-- Exercise material follows --

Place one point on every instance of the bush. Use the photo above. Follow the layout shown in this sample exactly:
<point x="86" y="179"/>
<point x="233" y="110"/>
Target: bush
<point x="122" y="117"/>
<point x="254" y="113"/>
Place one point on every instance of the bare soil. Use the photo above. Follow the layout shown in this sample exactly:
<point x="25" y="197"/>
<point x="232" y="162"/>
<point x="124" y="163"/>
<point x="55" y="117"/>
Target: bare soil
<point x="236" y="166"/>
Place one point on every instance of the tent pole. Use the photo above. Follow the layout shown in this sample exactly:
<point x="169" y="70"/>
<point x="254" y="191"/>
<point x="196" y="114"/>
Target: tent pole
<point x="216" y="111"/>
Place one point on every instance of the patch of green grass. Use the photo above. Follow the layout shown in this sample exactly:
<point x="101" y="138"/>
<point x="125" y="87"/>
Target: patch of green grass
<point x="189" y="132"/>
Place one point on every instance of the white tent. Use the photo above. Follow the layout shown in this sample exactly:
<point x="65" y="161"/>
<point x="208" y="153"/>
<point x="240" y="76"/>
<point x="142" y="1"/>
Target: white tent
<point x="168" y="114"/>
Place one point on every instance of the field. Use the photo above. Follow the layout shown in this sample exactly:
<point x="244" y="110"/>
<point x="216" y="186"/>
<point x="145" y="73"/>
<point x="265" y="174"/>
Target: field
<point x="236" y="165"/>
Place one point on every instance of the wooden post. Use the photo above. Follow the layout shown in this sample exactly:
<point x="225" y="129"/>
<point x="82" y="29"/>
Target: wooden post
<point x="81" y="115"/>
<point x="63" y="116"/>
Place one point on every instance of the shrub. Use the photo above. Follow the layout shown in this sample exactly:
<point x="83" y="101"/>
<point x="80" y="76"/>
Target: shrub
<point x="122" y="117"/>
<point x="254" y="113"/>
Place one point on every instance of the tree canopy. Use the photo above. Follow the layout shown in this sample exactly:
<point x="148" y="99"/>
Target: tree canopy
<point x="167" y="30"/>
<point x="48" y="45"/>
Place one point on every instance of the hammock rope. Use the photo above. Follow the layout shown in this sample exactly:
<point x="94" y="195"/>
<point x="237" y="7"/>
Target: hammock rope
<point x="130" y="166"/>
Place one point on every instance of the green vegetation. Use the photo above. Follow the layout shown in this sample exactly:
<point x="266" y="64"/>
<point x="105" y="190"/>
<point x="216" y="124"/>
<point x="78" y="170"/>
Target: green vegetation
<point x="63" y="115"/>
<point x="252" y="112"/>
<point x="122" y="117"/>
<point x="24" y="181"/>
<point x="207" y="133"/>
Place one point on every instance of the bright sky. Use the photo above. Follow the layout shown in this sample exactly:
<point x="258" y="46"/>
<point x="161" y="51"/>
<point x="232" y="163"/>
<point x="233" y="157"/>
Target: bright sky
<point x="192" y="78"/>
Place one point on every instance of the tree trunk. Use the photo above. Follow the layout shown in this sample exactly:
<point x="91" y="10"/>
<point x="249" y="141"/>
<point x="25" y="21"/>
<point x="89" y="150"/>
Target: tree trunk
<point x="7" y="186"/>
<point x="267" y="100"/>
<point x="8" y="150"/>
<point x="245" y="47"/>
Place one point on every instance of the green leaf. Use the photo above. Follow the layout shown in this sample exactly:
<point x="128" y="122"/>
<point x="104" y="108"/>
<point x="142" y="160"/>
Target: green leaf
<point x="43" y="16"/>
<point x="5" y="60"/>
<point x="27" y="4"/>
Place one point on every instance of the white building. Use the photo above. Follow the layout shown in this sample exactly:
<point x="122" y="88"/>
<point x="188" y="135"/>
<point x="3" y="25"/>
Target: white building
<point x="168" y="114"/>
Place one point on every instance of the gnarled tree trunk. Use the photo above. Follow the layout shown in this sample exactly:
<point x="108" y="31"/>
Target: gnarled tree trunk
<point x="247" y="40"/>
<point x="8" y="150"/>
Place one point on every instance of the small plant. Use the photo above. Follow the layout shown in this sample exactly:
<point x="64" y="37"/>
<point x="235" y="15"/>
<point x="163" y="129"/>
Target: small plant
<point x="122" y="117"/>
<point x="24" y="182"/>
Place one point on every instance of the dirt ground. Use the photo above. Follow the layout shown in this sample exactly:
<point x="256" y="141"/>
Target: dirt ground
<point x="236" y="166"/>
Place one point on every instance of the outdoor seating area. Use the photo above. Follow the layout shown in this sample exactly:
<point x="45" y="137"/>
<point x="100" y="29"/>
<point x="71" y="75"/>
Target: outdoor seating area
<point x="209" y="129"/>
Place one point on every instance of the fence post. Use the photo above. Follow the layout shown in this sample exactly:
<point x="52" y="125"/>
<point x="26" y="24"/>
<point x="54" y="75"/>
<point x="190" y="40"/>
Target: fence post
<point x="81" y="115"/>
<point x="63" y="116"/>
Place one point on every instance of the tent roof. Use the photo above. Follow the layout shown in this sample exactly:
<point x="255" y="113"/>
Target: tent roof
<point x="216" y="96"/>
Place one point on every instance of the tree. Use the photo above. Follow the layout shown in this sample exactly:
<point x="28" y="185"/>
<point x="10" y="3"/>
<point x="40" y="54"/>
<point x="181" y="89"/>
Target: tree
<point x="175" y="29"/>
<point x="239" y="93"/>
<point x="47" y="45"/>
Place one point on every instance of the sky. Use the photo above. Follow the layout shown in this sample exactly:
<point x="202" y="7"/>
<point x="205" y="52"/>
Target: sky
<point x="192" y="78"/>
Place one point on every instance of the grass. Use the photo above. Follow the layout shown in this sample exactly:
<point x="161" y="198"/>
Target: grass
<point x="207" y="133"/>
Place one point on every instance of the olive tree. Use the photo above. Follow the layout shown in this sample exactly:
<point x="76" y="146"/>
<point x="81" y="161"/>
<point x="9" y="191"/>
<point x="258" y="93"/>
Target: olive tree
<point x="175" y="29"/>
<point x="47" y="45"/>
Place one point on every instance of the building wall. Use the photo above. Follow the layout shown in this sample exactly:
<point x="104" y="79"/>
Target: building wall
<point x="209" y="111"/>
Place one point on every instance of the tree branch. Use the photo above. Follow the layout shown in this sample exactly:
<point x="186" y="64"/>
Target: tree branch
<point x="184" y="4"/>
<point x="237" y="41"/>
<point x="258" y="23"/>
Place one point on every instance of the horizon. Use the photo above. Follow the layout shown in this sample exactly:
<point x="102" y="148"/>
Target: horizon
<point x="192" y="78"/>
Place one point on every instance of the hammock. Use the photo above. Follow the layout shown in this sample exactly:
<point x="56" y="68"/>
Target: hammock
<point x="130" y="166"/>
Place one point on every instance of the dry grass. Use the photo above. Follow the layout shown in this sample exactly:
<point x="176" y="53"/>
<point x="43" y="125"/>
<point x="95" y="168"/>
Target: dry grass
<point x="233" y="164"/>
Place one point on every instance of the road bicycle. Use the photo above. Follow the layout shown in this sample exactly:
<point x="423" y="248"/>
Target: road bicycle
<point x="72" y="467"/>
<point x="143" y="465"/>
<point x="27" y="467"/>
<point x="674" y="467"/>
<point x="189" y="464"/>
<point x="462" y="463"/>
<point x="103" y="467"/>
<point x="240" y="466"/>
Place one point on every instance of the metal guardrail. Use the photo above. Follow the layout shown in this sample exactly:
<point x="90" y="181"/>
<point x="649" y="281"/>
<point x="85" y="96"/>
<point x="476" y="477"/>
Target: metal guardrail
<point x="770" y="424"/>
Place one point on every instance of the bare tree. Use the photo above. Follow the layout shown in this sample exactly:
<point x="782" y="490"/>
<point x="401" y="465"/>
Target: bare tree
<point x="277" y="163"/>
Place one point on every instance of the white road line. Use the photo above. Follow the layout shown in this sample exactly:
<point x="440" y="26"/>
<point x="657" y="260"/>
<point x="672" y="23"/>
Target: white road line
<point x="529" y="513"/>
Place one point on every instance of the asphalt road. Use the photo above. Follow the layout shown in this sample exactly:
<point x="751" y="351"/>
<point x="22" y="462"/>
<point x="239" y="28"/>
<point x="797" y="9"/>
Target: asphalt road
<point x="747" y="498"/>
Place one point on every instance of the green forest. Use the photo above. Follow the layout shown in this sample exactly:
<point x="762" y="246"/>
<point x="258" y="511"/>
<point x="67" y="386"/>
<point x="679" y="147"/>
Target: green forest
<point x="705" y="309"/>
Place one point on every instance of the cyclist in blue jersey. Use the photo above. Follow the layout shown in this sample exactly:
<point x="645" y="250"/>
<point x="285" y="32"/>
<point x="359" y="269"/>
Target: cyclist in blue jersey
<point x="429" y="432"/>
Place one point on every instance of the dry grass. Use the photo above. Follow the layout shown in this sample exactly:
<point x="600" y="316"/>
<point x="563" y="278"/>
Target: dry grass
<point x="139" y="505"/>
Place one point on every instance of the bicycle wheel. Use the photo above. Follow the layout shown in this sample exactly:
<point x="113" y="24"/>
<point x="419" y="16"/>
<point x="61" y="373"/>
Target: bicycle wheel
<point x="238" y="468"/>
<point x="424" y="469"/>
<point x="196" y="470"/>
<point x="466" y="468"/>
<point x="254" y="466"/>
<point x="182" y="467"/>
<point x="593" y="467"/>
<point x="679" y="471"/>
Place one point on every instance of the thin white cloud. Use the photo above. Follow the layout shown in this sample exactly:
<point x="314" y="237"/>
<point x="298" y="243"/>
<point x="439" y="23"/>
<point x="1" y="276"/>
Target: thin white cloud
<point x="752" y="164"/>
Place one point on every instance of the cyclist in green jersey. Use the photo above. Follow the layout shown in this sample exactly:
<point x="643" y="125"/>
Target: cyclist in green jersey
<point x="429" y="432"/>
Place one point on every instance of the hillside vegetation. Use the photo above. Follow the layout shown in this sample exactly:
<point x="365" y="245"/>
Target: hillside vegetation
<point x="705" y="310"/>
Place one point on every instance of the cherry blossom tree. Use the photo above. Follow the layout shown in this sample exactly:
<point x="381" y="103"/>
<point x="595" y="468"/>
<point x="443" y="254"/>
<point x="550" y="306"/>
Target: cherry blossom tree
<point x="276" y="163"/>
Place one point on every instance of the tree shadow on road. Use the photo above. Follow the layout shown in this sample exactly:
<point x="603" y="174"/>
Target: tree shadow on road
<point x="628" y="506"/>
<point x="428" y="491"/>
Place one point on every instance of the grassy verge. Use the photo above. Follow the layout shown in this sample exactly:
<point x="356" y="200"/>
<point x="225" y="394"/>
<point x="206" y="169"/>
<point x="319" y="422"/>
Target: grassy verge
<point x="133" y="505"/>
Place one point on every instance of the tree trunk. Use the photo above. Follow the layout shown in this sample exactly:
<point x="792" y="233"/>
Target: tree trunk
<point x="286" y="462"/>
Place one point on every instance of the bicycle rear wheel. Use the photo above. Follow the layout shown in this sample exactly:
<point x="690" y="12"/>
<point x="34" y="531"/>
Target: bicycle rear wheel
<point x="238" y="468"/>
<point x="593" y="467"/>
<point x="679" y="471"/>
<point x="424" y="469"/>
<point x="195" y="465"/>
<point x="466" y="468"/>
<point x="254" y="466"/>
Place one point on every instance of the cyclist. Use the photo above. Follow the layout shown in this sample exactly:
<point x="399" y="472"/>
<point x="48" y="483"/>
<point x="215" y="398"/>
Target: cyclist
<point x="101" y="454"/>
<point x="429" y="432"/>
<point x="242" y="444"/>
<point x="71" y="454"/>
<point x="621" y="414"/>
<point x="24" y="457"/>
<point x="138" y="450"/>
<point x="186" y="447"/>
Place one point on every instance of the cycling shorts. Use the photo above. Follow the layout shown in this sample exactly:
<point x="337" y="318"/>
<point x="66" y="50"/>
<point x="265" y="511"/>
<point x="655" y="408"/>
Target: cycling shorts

-- Exercise material concluded --

= Task to complete =
Could you please copy the lines of the listing above exactly, from its first line through the line bearing "Place one point on every instance of the tent pole.", and nothing more?

= Exercise result =
Place one point on every instance of the bush. Use the photo above. Follow the layout shown in this sample exactly:
<point x="86" y="179"/>
<point x="233" y="110"/>
Target: bush
<point x="122" y="117"/>
<point x="254" y="113"/>
Place one point on every instance of the bare soil. Use the photo above. Follow the layout shown in this sample exactly:
<point x="25" y="197"/>
<point x="232" y="162"/>
<point x="124" y="163"/>
<point x="55" y="117"/>
Target: bare soil
<point x="236" y="166"/>
Place one point on every instance of the tent pole. Use the photo above. Follow the layout shown in this sample exactly:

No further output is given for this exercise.